*AIM*.
Please rescale only the entries from the line that contains "Every instance of the concrete monument" through the end of the entries, both ends included, and write each of those lines out again, requests too. Multiply every coordinate in the answers by 0.95 and round it to a whole number, with halves rounding up.

####################

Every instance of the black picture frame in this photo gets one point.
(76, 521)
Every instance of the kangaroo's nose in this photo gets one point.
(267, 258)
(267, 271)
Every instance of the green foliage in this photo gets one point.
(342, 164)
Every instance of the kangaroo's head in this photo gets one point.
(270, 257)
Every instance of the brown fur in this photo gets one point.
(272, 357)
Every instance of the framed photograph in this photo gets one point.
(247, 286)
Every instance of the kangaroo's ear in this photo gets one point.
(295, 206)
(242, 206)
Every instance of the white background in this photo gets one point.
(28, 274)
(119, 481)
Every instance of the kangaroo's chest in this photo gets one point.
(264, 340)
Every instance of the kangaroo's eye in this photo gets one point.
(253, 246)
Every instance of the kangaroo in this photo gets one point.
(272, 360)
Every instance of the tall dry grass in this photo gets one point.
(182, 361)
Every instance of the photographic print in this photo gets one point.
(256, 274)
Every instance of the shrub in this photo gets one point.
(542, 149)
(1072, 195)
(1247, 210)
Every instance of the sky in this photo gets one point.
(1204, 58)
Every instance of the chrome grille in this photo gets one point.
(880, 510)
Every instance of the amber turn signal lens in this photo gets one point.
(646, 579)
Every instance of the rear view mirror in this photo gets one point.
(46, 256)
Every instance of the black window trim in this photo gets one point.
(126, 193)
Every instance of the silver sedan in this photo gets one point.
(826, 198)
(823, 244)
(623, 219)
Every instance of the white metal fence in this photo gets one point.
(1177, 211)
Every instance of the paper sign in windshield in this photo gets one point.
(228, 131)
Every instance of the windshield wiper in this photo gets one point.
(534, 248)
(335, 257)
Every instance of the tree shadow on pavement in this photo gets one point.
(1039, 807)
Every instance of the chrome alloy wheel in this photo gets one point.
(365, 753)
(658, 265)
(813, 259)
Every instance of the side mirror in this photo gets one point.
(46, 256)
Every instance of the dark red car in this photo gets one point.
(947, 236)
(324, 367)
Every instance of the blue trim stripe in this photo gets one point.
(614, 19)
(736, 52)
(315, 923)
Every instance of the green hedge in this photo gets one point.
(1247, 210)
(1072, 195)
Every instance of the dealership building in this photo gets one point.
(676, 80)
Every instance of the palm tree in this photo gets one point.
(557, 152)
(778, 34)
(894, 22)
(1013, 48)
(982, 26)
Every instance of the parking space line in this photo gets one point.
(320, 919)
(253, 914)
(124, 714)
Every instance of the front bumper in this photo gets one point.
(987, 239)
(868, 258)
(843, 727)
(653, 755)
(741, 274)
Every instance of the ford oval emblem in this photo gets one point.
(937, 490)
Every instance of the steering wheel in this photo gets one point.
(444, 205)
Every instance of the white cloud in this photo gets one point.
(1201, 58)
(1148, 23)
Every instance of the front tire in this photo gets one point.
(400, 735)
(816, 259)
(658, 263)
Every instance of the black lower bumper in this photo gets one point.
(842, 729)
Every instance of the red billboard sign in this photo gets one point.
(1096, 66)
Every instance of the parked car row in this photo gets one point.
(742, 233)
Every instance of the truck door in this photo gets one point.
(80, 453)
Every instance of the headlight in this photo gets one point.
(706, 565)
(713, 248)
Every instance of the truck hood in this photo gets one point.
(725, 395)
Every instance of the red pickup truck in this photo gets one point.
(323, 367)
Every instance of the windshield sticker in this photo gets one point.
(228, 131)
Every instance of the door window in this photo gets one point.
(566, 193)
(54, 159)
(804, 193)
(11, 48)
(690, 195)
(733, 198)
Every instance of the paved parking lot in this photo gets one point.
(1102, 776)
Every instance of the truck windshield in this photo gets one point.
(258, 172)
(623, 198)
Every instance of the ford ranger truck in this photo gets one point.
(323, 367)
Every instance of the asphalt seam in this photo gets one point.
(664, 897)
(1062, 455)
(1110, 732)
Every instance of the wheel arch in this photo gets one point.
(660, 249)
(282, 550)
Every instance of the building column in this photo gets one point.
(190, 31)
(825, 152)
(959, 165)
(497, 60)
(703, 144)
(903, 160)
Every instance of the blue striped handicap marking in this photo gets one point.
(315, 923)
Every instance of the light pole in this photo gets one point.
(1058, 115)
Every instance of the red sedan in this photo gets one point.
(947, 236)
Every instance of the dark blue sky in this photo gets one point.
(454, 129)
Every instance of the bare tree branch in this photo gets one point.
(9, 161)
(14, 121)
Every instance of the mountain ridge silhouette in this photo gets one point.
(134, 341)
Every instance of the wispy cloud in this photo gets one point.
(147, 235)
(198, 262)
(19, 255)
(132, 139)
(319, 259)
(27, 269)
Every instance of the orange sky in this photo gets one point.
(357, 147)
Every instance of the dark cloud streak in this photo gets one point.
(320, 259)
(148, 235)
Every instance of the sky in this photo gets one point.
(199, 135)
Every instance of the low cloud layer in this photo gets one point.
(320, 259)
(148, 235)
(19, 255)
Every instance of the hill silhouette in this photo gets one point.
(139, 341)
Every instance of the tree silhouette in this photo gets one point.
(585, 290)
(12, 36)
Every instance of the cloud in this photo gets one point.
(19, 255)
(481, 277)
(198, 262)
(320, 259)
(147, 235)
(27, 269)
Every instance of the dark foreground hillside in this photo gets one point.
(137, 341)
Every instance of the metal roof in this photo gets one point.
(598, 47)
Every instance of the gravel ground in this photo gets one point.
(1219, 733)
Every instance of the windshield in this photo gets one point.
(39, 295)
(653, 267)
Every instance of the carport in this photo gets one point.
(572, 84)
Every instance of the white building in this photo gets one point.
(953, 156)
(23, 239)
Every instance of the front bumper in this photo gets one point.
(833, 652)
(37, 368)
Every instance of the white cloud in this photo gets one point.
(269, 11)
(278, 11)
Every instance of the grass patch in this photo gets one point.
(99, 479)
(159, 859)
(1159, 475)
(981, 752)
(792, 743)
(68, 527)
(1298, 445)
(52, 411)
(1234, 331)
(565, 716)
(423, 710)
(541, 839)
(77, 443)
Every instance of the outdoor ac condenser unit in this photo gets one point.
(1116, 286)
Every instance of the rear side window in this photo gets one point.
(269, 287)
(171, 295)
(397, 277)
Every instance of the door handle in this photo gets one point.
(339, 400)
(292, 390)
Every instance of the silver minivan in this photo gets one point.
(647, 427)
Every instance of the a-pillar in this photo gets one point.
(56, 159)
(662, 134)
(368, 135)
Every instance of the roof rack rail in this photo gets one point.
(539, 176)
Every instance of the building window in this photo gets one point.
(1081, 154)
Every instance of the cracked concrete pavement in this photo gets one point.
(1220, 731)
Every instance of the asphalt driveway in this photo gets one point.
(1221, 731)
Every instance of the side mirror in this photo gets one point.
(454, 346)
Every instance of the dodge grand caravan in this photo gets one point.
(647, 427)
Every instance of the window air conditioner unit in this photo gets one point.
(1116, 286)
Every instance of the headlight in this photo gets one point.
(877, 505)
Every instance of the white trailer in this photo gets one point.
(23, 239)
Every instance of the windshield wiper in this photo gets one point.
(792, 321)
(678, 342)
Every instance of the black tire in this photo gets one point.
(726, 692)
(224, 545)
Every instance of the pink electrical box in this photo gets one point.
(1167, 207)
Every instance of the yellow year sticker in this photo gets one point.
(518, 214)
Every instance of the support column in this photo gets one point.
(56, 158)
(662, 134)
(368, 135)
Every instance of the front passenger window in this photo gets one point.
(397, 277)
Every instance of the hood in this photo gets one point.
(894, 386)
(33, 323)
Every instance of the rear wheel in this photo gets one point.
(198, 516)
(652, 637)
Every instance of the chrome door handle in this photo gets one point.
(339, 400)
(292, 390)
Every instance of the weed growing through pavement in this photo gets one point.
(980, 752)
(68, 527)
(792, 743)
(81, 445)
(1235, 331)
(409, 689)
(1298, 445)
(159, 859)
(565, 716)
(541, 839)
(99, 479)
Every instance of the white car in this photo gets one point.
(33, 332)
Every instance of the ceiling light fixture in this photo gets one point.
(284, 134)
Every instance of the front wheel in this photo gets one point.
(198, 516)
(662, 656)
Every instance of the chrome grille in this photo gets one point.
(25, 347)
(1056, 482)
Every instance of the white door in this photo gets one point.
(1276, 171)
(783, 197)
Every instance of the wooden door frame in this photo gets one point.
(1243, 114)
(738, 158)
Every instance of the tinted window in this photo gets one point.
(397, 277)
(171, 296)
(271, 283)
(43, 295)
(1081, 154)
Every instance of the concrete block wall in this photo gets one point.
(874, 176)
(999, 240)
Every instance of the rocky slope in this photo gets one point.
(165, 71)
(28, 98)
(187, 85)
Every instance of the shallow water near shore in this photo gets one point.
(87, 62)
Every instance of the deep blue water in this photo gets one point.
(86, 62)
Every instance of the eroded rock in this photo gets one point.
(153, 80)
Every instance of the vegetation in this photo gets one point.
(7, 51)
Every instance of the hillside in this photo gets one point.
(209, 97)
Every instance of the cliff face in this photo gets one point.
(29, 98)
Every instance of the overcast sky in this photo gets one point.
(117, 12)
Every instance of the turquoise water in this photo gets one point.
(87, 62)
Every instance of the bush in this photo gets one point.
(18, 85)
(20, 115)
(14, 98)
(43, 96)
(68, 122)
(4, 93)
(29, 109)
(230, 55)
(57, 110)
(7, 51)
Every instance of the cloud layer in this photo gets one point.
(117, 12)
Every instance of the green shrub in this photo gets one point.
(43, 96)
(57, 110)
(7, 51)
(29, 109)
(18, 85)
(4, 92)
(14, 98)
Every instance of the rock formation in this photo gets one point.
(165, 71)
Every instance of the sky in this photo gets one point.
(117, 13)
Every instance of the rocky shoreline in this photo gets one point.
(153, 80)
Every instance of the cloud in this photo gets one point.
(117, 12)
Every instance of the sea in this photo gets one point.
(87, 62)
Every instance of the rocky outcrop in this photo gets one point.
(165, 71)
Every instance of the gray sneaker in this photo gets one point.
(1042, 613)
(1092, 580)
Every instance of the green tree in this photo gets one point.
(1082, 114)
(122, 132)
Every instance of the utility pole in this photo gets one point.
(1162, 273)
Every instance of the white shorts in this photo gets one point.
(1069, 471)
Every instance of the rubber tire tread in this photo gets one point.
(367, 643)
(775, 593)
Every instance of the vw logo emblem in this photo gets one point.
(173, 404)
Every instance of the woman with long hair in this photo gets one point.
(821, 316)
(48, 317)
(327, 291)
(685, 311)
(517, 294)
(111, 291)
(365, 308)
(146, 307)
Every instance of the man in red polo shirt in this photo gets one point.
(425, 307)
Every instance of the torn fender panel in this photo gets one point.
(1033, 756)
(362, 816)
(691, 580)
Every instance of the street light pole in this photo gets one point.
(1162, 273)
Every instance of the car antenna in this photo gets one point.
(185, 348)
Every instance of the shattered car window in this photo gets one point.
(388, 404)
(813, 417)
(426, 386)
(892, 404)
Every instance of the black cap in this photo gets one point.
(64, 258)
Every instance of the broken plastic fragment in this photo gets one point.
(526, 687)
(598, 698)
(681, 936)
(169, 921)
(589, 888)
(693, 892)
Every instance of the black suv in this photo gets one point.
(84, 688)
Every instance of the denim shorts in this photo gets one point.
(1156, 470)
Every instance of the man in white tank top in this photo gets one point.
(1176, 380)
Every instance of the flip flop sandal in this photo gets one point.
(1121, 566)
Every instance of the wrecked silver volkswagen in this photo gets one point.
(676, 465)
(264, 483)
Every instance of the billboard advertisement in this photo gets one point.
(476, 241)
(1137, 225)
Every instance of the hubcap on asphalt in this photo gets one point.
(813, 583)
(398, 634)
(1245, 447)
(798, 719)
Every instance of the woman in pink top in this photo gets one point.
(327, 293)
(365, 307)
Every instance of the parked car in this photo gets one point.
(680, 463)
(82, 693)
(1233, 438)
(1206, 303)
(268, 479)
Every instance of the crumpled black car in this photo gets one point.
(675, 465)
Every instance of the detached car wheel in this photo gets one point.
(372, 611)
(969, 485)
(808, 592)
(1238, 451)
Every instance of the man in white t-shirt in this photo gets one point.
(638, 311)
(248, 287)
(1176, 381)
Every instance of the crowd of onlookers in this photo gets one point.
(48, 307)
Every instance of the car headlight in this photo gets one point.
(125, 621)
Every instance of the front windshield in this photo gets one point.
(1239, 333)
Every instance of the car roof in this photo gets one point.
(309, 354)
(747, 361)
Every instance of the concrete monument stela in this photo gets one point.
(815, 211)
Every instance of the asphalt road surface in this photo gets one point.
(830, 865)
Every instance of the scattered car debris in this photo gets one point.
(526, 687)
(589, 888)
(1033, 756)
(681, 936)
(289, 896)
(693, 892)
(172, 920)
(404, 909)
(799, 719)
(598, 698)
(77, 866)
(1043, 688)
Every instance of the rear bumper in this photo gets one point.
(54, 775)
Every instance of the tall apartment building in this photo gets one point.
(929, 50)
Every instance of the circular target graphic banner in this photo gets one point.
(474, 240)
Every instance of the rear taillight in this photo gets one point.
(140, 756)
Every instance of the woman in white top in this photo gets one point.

####################

*SOLUTION TO THE EXERCISE*.
Every instance of the concrete monument stela in this photo gets one point.
(774, 200)
Every instance of the asphalt road surface in this photo gets one point.
(789, 822)
Every instance of the scattered car debris in this photo gets one point.
(500, 653)
(560, 844)
(981, 718)
(647, 889)
(275, 851)
(658, 847)
(163, 874)
(384, 864)
(759, 683)
(568, 663)
(73, 823)
(991, 654)
Every instance of the rear bumper in this photo gets one point.
(51, 736)
Every instance of the tall apartment building in this photo gets one point.
(883, 48)
Every instance of the circular target graphic banner in this photo gets one point.
(450, 228)
Every instance of the rear taillight in this photo gets one point.
(133, 718)
Every instance of the woman in white top in this photo gets one point.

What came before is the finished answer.